La trilogía cinematográfica X-Men (Bryan Singer, 2000; Bryan Singer, 2003; Brett Ratner, 2006) habla, sobre todo, de formas de acción política. En esa historia no hay modo de ignorar que los mutantes representan (alegorizan) a los diferentes (raciales y/o sexuales) del mundo. En la segunda entrega no se nos ahorra ninguno de los estereotipos iconográficos de la conversión homosexual ni el encuentro de viejos amantes despechados -“Yo creía que eras el único, pero no fue así”, le dice el despreciable comandante William Stryker (sólo por un pelo no lo llamaron Jeff) a su creación, el extraordinario Wolverine- ni el coming out, durante el cual la madre le dice al hijo: “Y… ¿No podrías no ser mutante?” (política del enfrentamiento dialéctico). Otro tanto sucede en la tercera entrega, cuando el padre irrumpe en el baño donde el hijo adolescente se ha encerrado y, como un César de la modernidad, lo abofetea con un Quoque tu al que el hijo, servil y miserable, sólo atina a contestar con un “Perdón, perdón” que tendrá profundas consecuencias en la resolución de los conflictos principales de la trama.

Los mutantes de X-Men saben que los seres humanos sólo quieren destruirlos, porque les temen. El primer paso para esa destrucción (alrededor del cual giraba la primera entrega) es la anunciada promulgación de un “Acta de Registro de Mutantes”, con asiento de la identidad y de la potencia, al cual, como no podría ser de otro modo, los mutantes se oponen por diferentes vías. En la tercera entrega, se trata de una vacuna capaz de curar a los mutantes y devolverlos a su triste humanidad. Como el tiempo es una categoría política, los mutantes parecen haber aceptado en la tercera parte de la trilogía (“en un futuro no muy lejano”) un protocolo de categorización del cual hablan todo el tiempo (y que, tristemente, copia la escala de los huracanes y otras tragedias naturales: se trata de colocar a los mutantes en una escala de destrucción).

■ **CONSIGNA ESCRITA**: Según el fragmento sobre la trilogía X-Men, ¿de qué se trata en la tercera entrega?

■ **Datos de etiquetado de coordenadas**:
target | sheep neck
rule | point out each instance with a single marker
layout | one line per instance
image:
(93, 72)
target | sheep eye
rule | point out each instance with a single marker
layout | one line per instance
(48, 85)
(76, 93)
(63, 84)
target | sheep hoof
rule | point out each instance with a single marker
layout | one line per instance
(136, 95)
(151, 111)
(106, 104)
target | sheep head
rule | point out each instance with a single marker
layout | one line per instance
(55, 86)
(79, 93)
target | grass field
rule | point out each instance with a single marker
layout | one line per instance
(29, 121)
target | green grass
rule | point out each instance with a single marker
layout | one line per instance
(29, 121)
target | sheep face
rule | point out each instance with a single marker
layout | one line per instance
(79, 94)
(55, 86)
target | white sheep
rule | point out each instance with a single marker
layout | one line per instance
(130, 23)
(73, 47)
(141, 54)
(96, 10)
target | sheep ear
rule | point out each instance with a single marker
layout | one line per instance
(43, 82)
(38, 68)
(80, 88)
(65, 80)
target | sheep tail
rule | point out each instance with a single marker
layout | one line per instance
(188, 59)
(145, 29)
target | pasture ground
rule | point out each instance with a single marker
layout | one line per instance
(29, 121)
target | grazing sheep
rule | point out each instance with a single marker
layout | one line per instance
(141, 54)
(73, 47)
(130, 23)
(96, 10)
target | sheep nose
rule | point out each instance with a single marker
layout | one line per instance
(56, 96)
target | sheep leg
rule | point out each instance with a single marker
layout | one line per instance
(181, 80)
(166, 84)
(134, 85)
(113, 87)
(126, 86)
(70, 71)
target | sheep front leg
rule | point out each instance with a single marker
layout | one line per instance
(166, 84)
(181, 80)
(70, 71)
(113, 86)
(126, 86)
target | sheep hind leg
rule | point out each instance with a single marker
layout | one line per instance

■ **RESULTADO DEL EJERCICIO**: De una vacuna capaz de curar a los mutantes y devolverlos a su triste humanidad.